• [What you should do]: Read the data and repeat all of it exactly.

Entries from a pointing dataset:
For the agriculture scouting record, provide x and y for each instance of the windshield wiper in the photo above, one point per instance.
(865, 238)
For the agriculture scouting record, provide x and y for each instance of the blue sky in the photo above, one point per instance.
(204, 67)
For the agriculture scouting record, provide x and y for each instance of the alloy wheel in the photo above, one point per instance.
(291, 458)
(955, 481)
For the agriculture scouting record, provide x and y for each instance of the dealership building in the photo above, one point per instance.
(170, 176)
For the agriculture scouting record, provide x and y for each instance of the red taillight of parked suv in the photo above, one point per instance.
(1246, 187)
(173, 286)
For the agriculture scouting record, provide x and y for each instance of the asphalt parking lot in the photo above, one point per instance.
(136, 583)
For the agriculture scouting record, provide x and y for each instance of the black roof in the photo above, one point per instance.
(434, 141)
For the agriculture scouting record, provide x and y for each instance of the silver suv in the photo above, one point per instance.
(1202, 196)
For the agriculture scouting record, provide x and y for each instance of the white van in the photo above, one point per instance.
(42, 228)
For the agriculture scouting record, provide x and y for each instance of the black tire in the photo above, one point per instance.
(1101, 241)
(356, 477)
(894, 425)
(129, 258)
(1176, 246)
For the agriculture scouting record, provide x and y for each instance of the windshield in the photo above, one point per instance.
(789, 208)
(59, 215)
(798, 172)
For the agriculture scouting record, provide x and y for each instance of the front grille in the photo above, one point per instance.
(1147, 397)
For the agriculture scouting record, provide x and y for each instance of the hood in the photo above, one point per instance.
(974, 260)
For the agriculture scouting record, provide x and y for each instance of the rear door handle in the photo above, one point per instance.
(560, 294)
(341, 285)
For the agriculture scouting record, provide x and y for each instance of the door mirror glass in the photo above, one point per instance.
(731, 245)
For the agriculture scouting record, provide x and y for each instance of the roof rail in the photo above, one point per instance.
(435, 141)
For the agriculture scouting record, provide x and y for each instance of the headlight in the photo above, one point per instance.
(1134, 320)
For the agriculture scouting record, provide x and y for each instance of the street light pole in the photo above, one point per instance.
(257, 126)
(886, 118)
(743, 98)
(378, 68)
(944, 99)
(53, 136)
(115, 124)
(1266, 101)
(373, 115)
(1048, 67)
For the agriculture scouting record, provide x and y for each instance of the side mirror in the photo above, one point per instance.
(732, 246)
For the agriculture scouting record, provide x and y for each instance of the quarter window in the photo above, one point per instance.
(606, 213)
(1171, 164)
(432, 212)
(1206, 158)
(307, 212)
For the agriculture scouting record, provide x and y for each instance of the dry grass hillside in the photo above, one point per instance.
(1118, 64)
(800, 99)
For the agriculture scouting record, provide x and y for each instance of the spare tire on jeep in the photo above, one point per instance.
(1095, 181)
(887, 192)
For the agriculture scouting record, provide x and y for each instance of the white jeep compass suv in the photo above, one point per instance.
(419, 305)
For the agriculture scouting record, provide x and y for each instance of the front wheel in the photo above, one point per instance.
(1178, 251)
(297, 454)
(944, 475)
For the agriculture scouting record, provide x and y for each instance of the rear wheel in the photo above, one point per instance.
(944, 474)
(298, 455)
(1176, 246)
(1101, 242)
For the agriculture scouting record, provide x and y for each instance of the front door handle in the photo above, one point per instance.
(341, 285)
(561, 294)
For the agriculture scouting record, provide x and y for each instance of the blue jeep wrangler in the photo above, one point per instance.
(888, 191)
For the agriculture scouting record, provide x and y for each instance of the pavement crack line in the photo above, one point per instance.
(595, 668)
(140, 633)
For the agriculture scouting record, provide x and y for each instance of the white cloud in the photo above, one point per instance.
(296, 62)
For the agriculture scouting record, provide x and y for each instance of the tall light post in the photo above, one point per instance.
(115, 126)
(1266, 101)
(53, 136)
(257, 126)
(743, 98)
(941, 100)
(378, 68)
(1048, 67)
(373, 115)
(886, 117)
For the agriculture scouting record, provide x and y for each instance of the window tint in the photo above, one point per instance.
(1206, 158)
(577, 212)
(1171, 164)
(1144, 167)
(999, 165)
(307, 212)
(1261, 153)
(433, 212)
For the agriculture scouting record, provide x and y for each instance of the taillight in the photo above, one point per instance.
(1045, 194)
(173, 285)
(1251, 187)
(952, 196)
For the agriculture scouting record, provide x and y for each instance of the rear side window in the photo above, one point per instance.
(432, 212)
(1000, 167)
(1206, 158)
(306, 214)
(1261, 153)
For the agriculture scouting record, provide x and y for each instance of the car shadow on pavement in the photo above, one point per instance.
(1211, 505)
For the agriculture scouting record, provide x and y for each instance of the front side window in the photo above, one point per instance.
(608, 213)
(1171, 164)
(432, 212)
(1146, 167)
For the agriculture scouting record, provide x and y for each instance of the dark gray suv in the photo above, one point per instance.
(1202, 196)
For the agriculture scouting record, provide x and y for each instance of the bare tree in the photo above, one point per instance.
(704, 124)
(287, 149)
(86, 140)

• [Worked answer]:
For the agriculture scouting record, provide x and y for each instance of the windshield wiper in the photo above, one point per instance.
(865, 238)
For the agriculture scouting record, provide x and y for each instance of the blue sky in the photo above, one point per instance.
(204, 67)
For the agriculture scouting record, provide x and y for each instance of the alloy wheel in the photo above, one point per instance.
(291, 458)
(955, 481)
For the agriculture scouting record, provide x and y for each instance of the dealership building in the photo above, one point per instance.
(170, 176)
For the agriculture scouting record, provide x and y for each instance of the red taillight of parked suv in the photo above, one point per instance.
(1246, 187)
(173, 286)
For the agriculture scouting record, provide x and y for each instance of the asphalt parking lot in the photo above, one point per instance.
(136, 583)
For the agriculture scouting record, provide x and y for each instance of the black roof in the photo above, one point per instance.
(434, 141)
For the agriculture scouting record, provide x and y for each instance of the silver suv in the photo above, one point per instance.
(1202, 196)
For the agriculture scouting record, provide x and y for each instance of the white van in the photo above, one point per instance.
(42, 228)
For the agriculture scouting record, provide x and y for each instance of the black tire in the photo above, one point per instance.
(1101, 241)
(356, 477)
(894, 425)
(129, 258)
(1176, 246)
For the agriculture scouting record, provide x and y for each instance of the windshield in the photo above, one point per instance.
(789, 208)
(59, 215)
(798, 172)
For the agriculture scouting record, provide x and y for each instance of the front grille in the photo above, one point per instance.
(1147, 397)
For the agriculture scouting record, provide x and y for each instance of the hood in the photo above, one point per instance.
(974, 260)
For the agriculture scouting record, provide x and y for each instance of the rear door handle in the photo above, one point per instance.
(560, 294)
(341, 285)
For the agriculture scouting record, provide x and y for each instance of the door mirror glass in the photo above, one point per instance.
(731, 245)
For the agriculture scouting record, provide x and y for each instance of the roof rail in the photo above, one point per instance.
(435, 141)
For the agriculture scouting record, provide x and y for each instance of the headlight in the photo above, one point per instance.
(1134, 320)
For the agriculture scouting record, provide x and y for each instance of the street light pole in the photo above, one point per instance.
(257, 126)
(886, 118)
(743, 98)
(378, 68)
(944, 99)
(53, 136)
(115, 124)
(1266, 101)
(373, 115)
(1048, 67)
For the agriculture scouting record, provide x and y for each instance of the side mirror in the photo above, one point per instance.
(732, 246)
For the agriculture scouting record, provide x and y for each instance of the quarter window in the photo above, one point per instance.
(606, 213)
(1171, 164)
(432, 212)
(1206, 158)
(307, 212)
For the agriculture scouting record, provide x and y for each instance of the dry grass hillside in the photo above, one point per instance.
(1118, 64)
(800, 99)
For the agriculture scouting record, provide x and y for each instance of the spare tire on jeep in the photo above, one point per instance.
(1095, 181)
(887, 192)
For the agriculture scouting record, provide x and y for each instance of the white jeep compass suv in the photo above, one point per instance.
(419, 305)
For the agriculture scouting record, provide x and y for each instance of the front wheel in the photo above, one point per instance.
(1178, 251)
(297, 454)
(944, 475)
For the agriculture scouting record, provide x and y for each instance of the rear wheel in the photo above, one point per instance.
(944, 474)
(298, 455)
(1176, 246)
(1101, 242)
For the agriculture scouting record, provide x and y for each instance of the front door handle in the photo above, one point per instance.
(341, 285)
(561, 294)
For the agriculture scouting record, provide x and y for each instance of the blue jeep wrangler in the photo above, one point per instance.
(888, 191)
For the agriculture scouting record, provide x and y for each instance of the pavement crack line in the photo above, one point per instance.
(595, 668)
(140, 633)
For the agriculture scouting record, provide x and y for each instance of the white cloud in the photo above, one point per instance.
(296, 62)
For the agriculture scouting record, provide x and y for each instance of the tall light post in the photo above, one point per instance.
(115, 126)
(1266, 101)
(53, 136)
(257, 126)
(743, 98)
(941, 100)
(378, 68)
(1048, 67)
(373, 115)
(886, 117)
For the agriculture scouting record, provide x and y for each instance of the window tint in the photo above, one point per instance.
(1206, 158)
(577, 212)
(1171, 164)
(1144, 167)
(999, 165)
(307, 212)
(1261, 153)
(433, 212)
For the agriculture scouting record, provide x and y for each instance of the taillight in the photo above, one point per instance.
(1045, 194)
(173, 285)
(1251, 187)
(952, 196)
For the agriculture scouting record, provide x and y for each instance of the rear side window in the photo above, one point per instance.
(432, 212)
(1000, 167)
(1206, 158)
(306, 214)
(1261, 153)
For the agriculture scouting record, provide x and y for each instance of the car shadow on pavement in the photo above, one point per instance.
(1211, 505)
For the agriculture scouting record, provide x and y for each instance of the front side window in the photo above, one point per instance.
(608, 213)
(1171, 164)
(432, 212)
(1146, 167)
For the agriculture scouting record, provide x and y for each instance of the dark gray suv in the photo above, one point per instance.
(1202, 196)
For the agriculture scouting record, provide x and y for each instance of the bare tree in the photo above, one point per instance.
(704, 124)
(287, 149)
(86, 140)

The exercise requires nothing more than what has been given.